RECORDS FOR PROCESSING:
========================================================================

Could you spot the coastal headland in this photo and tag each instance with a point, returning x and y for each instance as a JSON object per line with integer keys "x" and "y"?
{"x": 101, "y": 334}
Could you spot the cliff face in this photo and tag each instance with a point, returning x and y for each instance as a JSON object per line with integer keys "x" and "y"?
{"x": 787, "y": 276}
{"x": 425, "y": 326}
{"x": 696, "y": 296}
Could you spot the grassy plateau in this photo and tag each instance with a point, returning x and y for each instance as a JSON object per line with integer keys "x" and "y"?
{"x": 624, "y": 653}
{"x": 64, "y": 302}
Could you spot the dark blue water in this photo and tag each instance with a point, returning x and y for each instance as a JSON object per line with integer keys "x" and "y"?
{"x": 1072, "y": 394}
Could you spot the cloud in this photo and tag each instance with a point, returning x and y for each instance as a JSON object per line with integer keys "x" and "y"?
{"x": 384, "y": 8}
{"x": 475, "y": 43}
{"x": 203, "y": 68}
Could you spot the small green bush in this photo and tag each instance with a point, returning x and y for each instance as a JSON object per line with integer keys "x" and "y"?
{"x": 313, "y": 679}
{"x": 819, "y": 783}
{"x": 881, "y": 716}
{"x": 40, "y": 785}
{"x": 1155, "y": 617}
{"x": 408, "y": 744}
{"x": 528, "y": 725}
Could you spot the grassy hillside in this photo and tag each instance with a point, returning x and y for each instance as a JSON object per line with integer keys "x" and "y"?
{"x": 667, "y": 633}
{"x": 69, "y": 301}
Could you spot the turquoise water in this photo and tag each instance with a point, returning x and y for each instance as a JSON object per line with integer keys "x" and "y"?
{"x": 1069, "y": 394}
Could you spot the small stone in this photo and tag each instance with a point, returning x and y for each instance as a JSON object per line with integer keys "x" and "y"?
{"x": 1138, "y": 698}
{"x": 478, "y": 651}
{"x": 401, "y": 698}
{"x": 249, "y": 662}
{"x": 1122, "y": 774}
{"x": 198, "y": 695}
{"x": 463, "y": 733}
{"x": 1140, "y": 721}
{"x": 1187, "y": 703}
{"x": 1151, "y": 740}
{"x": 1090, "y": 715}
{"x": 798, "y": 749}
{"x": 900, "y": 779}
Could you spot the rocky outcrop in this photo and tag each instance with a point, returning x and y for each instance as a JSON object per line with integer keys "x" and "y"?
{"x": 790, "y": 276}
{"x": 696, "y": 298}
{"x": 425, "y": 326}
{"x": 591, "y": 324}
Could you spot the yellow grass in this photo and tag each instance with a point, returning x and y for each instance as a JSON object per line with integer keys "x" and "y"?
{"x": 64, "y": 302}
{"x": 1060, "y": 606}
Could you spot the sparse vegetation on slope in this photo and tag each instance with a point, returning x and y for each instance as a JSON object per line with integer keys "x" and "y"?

========================================================================

TASK DETAILS: Copy out the material above, replacing "Could you spot" with "Please locate" each time it appears and leaving everything else the same.

WRITTEN RESPONSE:
Please locate the coastal headland in this photo and tag each instance with a point, returning x and y for each instance as a JSON object per line with integer keys "x" and "y"?
{"x": 101, "y": 334}
Please locate the cliff face in this photo and tag each instance with a point, returning x and y for each instance as a JSON object per line with integer keys "x" and "y"?
{"x": 787, "y": 276}
{"x": 425, "y": 326}
{"x": 696, "y": 296}
Please locate the grassy plateau in this photo and tag each instance with a point, returning x and y for each instance as a JSON object per line with integer keys "x" and "y"?
{"x": 624, "y": 653}
{"x": 64, "y": 302}
Please locate the dark blue water in this photo and tag each instance with a point, returning x and y for each instance as a JSON object per line with integer keys "x" and "y"?
{"x": 1072, "y": 394}
Please locate the cloud in this photo and tag each instance with a point, returning x and y for each instance as a JSON object per line with integer keys "x" and "y"?
{"x": 384, "y": 8}
{"x": 475, "y": 43}
{"x": 203, "y": 68}
Please locate the small green bush in this photo and tag each instance with a point, returning x and y for each instance as a JSON object per line with integer keys "x" and "y"?
{"x": 313, "y": 679}
{"x": 819, "y": 783}
{"x": 881, "y": 716}
{"x": 40, "y": 785}
{"x": 1155, "y": 617}
{"x": 408, "y": 744}
{"x": 528, "y": 725}
Please locate the grassy hillside in this photo and tag each instance with a point, returning x and y for each instance as a JSON object per line with integer keys "x" and "y"?
{"x": 667, "y": 633}
{"x": 69, "y": 301}
Please locate the turquoise water in this photo and tag each instance with a point, returning x and y for each instance as a JSON object per line with integer keys "x" and "y"?
{"x": 1069, "y": 394}
Please locate the small stone in this photo and tag each instance with a point, returning x and y for each instance as a JSON object per line with integer keys "x" and "y"?
{"x": 1138, "y": 698}
{"x": 478, "y": 651}
{"x": 401, "y": 698}
{"x": 249, "y": 662}
{"x": 1122, "y": 774}
{"x": 198, "y": 695}
{"x": 463, "y": 733}
{"x": 1140, "y": 721}
{"x": 1187, "y": 703}
{"x": 1151, "y": 740}
{"x": 1090, "y": 715}
{"x": 798, "y": 749}
{"x": 900, "y": 779}
Please locate the rocky outcrop in this photo and tag each instance with a point, returning x and y for each instance as a JSON object per line with integer keys "x" and "y"?
{"x": 790, "y": 276}
{"x": 696, "y": 298}
{"x": 425, "y": 326}
{"x": 591, "y": 324}
Please locate the yellow grass in this photo and tag each instance with a point, returning x and y for each instance as a JSON object per line with integer keys "x" and "y"?
{"x": 64, "y": 302}
{"x": 1060, "y": 606}
Please locate the sparse vegetation on slope in this photo and tag each instance with a point, returning x and y for each instance as a JSON object per line with integer keys "x" and "y"?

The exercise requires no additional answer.